==== Records to process
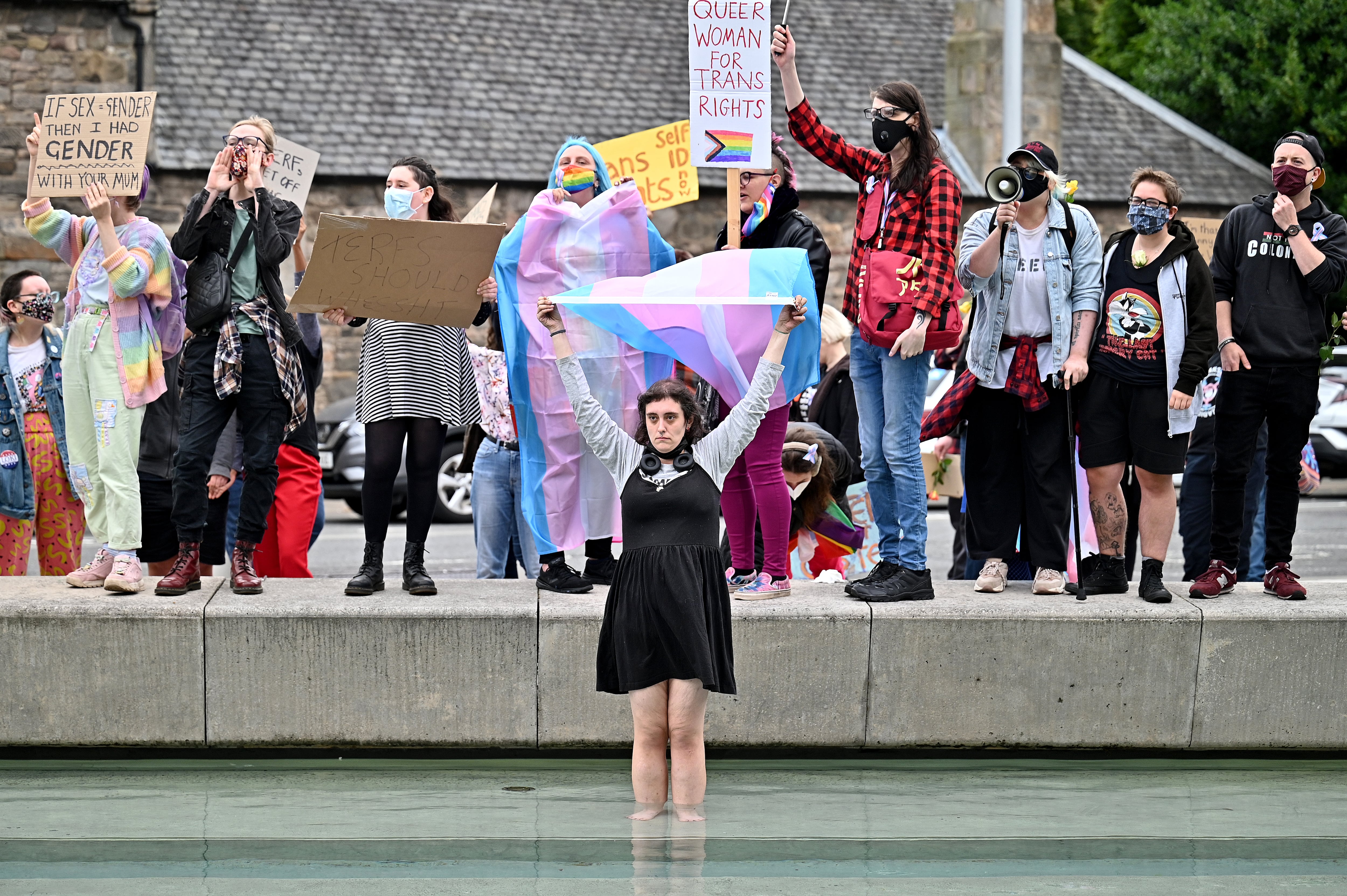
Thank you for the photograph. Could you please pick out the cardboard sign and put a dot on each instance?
(729, 73)
(293, 172)
(91, 138)
(414, 271)
(1205, 231)
(659, 159)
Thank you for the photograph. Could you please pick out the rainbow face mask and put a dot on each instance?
(762, 209)
(577, 180)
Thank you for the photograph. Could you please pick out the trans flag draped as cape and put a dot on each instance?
(714, 315)
(569, 495)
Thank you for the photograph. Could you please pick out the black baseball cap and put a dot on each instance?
(1040, 153)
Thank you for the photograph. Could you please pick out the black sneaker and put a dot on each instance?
(1105, 576)
(883, 570)
(908, 585)
(562, 578)
(1152, 589)
(600, 570)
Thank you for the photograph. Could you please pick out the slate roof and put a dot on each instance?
(487, 89)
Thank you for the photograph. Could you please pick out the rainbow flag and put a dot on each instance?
(569, 495)
(713, 313)
(729, 146)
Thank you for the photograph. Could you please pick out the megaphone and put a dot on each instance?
(1004, 184)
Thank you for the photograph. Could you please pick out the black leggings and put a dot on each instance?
(425, 438)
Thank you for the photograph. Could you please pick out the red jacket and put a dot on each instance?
(923, 224)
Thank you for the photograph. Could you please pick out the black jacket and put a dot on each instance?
(786, 227)
(1201, 340)
(274, 235)
(1277, 313)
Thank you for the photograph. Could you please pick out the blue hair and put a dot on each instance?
(604, 181)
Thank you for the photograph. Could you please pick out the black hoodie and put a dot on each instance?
(1277, 313)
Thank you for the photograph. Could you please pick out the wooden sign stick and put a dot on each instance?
(732, 208)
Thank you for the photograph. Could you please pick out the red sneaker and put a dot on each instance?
(1284, 584)
(1218, 580)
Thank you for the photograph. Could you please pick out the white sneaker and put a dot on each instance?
(993, 577)
(1050, 583)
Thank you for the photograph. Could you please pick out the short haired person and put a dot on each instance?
(755, 491)
(1275, 263)
(1038, 297)
(1151, 350)
(666, 638)
(124, 313)
(246, 360)
(914, 204)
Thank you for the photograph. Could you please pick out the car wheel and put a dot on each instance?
(453, 490)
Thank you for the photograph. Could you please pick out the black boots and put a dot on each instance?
(371, 576)
(415, 578)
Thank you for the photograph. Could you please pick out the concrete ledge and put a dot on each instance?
(87, 666)
(1016, 669)
(306, 665)
(1273, 674)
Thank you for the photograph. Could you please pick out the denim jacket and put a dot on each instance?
(17, 498)
(1075, 284)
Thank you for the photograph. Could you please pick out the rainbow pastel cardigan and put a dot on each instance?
(147, 285)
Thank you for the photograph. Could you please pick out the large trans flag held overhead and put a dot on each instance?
(569, 495)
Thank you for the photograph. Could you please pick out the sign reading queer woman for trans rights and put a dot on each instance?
(93, 138)
(729, 48)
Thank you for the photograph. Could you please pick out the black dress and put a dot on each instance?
(669, 609)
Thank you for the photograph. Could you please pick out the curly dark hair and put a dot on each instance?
(678, 391)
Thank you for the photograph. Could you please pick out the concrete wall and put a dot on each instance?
(499, 665)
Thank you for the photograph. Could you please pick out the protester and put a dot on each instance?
(414, 383)
(1151, 350)
(246, 359)
(910, 203)
(755, 491)
(300, 479)
(126, 277)
(36, 494)
(1275, 263)
(1035, 320)
(499, 526)
(666, 638)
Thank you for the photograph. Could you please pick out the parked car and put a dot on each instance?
(341, 453)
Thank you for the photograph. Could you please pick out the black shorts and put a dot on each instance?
(1121, 422)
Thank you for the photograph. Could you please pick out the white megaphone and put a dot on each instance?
(1004, 184)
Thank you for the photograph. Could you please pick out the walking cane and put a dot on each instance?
(1075, 498)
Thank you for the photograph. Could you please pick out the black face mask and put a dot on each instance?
(890, 134)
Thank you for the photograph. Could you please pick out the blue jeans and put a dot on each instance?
(499, 523)
(890, 397)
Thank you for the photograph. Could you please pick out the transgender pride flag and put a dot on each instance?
(714, 315)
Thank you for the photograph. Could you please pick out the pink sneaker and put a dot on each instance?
(763, 588)
(126, 576)
(93, 573)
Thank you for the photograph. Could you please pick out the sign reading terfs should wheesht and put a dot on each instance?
(729, 48)
(92, 138)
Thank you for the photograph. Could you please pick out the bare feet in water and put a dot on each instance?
(689, 813)
(646, 812)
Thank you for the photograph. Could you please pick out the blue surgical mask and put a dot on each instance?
(1145, 220)
(398, 204)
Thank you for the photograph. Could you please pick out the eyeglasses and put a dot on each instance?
(231, 141)
(886, 112)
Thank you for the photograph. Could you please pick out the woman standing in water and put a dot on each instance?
(666, 638)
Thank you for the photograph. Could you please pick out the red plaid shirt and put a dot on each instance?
(926, 226)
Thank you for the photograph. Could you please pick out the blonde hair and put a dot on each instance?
(269, 134)
(833, 327)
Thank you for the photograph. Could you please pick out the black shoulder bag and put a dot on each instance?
(211, 281)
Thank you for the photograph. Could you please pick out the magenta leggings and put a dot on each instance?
(756, 490)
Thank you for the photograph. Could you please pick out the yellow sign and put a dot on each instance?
(659, 161)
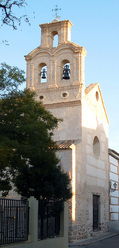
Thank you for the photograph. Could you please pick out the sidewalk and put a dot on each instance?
(91, 240)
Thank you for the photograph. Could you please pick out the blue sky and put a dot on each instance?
(95, 26)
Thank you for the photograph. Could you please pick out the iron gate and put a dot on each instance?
(13, 220)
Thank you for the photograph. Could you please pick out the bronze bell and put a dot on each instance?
(66, 72)
(43, 73)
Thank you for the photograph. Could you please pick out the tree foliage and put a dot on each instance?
(27, 155)
(10, 79)
(8, 17)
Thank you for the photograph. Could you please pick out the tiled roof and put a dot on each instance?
(64, 144)
(113, 153)
(90, 87)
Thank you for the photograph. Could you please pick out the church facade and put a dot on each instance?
(57, 75)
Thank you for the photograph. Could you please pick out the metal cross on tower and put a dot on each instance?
(56, 9)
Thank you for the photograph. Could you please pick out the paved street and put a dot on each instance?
(112, 242)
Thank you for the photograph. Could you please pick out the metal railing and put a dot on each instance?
(14, 218)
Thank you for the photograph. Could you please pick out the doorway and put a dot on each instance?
(96, 212)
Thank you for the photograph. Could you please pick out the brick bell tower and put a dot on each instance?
(56, 73)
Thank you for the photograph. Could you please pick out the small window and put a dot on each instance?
(55, 39)
(97, 95)
(41, 97)
(43, 73)
(96, 147)
(66, 70)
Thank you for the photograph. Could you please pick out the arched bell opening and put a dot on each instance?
(43, 73)
(66, 70)
(55, 38)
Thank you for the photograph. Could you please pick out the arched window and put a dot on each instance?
(96, 147)
(66, 69)
(43, 73)
(55, 39)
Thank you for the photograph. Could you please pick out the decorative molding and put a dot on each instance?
(62, 104)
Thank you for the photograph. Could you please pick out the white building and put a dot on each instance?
(57, 74)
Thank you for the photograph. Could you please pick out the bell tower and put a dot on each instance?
(56, 73)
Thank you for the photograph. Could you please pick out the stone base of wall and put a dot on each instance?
(78, 232)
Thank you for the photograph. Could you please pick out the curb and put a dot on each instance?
(92, 240)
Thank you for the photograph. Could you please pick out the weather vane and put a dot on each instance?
(56, 9)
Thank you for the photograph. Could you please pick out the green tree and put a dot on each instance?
(27, 150)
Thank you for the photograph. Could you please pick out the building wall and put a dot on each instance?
(114, 193)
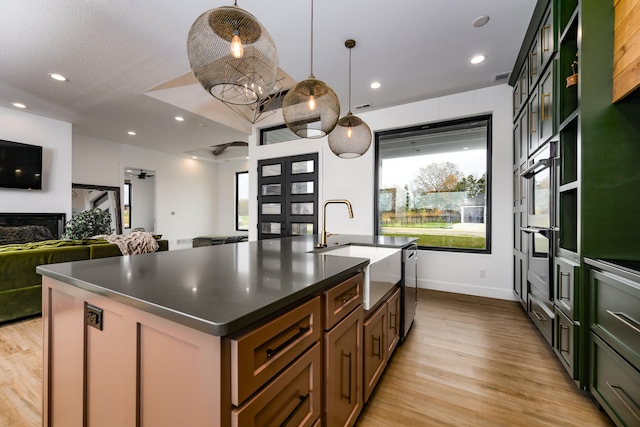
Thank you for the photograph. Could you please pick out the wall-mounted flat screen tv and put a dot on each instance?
(20, 165)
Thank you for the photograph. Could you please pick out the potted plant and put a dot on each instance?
(87, 224)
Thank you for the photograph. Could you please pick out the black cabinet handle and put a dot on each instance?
(538, 316)
(301, 332)
(348, 396)
(564, 276)
(632, 323)
(562, 339)
(346, 297)
(303, 399)
(379, 339)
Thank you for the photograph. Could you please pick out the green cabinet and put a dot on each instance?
(567, 56)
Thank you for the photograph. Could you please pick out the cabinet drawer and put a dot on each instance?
(342, 299)
(615, 384)
(616, 313)
(260, 354)
(393, 323)
(565, 333)
(566, 273)
(343, 371)
(375, 349)
(541, 317)
(291, 399)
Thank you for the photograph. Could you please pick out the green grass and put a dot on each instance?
(421, 225)
(458, 242)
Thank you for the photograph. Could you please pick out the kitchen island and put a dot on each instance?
(161, 339)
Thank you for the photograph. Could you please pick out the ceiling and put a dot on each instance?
(127, 65)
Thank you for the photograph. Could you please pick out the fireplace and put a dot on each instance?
(53, 222)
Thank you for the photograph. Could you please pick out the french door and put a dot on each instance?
(288, 196)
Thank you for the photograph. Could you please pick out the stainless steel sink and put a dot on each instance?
(382, 273)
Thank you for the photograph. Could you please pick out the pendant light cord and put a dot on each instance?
(350, 79)
(312, 37)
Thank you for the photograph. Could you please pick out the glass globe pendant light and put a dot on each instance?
(232, 55)
(311, 108)
(351, 137)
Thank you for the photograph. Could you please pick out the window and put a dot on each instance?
(433, 182)
(127, 204)
(242, 201)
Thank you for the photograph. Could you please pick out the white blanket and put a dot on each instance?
(137, 242)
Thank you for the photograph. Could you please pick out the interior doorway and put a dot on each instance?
(139, 200)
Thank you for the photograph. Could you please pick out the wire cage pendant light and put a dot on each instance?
(232, 55)
(351, 137)
(311, 108)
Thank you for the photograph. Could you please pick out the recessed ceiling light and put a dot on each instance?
(58, 77)
(480, 21)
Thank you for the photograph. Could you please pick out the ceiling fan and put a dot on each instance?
(144, 175)
(219, 149)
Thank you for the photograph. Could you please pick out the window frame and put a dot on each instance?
(237, 197)
(488, 193)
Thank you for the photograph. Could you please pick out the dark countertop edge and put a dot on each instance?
(220, 329)
(613, 267)
(337, 240)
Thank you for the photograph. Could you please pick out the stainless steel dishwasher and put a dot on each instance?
(409, 286)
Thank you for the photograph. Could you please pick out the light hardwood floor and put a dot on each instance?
(468, 361)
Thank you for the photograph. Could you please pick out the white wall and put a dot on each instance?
(186, 189)
(55, 138)
(354, 180)
(227, 196)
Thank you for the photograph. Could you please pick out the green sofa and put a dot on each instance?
(21, 286)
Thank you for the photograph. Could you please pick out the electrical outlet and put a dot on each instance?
(93, 316)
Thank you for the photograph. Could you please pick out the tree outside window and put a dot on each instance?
(433, 183)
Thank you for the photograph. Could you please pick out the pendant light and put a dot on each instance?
(351, 138)
(311, 108)
(233, 56)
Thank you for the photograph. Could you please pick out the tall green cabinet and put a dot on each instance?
(596, 176)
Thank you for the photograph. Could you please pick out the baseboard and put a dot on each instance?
(466, 289)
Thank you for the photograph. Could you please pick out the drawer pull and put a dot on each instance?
(626, 320)
(564, 285)
(345, 298)
(538, 316)
(563, 339)
(542, 104)
(621, 394)
(379, 347)
(303, 400)
(301, 332)
(348, 396)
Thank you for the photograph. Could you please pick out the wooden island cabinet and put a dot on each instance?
(176, 338)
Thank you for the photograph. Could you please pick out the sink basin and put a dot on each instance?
(382, 273)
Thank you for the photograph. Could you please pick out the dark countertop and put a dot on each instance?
(219, 289)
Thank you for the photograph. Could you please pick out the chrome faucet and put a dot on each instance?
(324, 234)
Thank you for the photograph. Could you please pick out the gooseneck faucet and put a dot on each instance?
(323, 234)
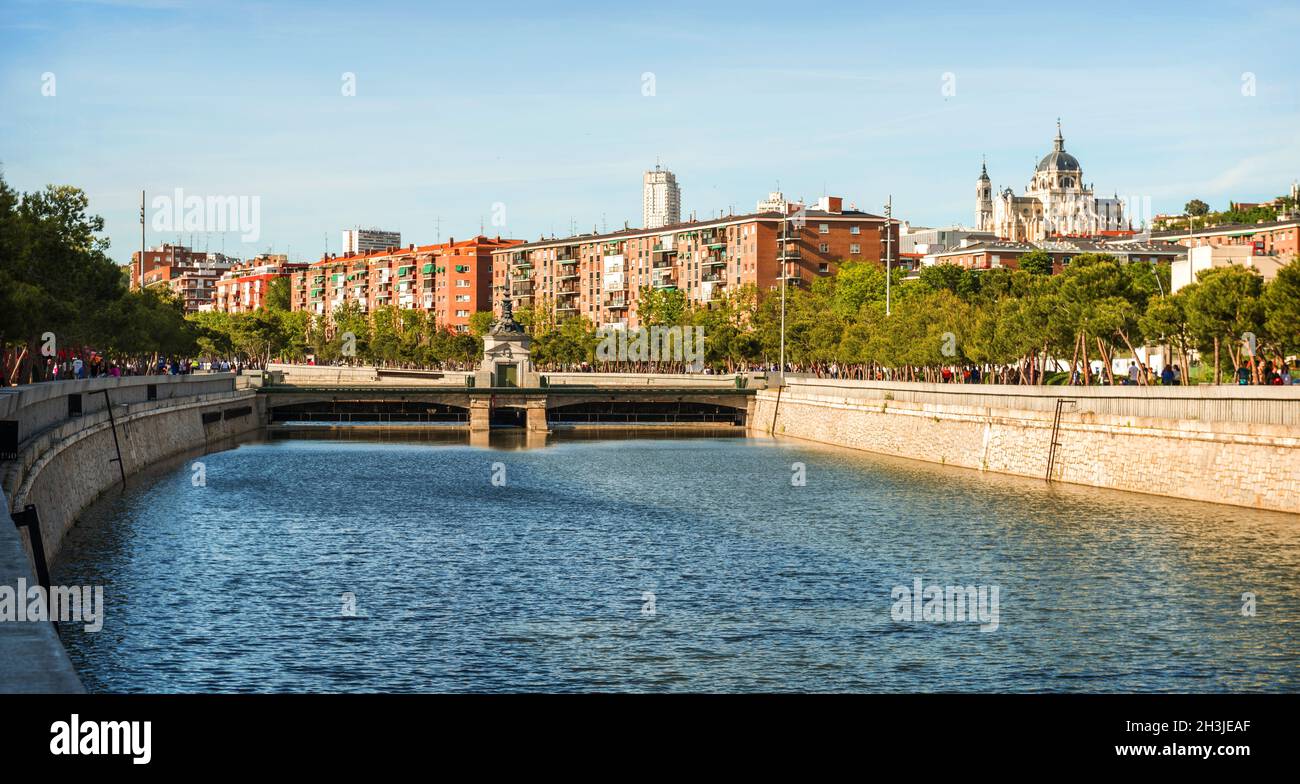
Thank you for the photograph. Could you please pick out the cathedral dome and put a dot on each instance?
(1058, 160)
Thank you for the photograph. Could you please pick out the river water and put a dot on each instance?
(663, 563)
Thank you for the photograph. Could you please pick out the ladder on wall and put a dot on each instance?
(1056, 433)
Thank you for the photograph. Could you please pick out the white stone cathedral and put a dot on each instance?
(1054, 203)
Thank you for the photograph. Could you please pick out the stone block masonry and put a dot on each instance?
(65, 466)
(1221, 460)
(65, 460)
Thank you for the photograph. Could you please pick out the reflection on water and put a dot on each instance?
(755, 584)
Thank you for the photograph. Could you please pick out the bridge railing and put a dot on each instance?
(1251, 405)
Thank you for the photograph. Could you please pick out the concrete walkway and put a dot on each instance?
(31, 657)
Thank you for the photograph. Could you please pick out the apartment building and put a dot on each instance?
(194, 284)
(451, 280)
(243, 287)
(602, 276)
(174, 255)
(1281, 238)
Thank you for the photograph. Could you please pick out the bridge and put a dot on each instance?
(298, 395)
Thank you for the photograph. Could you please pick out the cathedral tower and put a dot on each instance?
(983, 200)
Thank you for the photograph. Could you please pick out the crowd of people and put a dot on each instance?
(92, 364)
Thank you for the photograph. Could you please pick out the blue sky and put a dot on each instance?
(540, 107)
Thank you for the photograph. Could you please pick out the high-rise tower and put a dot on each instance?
(662, 199)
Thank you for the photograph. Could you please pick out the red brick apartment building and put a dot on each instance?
(243, 287)
(174, 255)
(601, 276)
(1279, 238)
(453, 280)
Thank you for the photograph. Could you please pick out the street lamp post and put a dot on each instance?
(785, 233)
(888, 248)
========
[Stated goal] Rewrite everything from the line containing "out the ladder" down to the line containing "(1054, 203)", renaming "ladder on wall" as "wall ladder" and leaving all else unchanged.

[Solution]
Thank you for the photograph. Could you please pick out the wall ladder and put a dot on each instance?
(1056, 433)
Thank you for the photograph. Could you please pick out the white stone cathedral and put a dot on each instance?
(1054, 203)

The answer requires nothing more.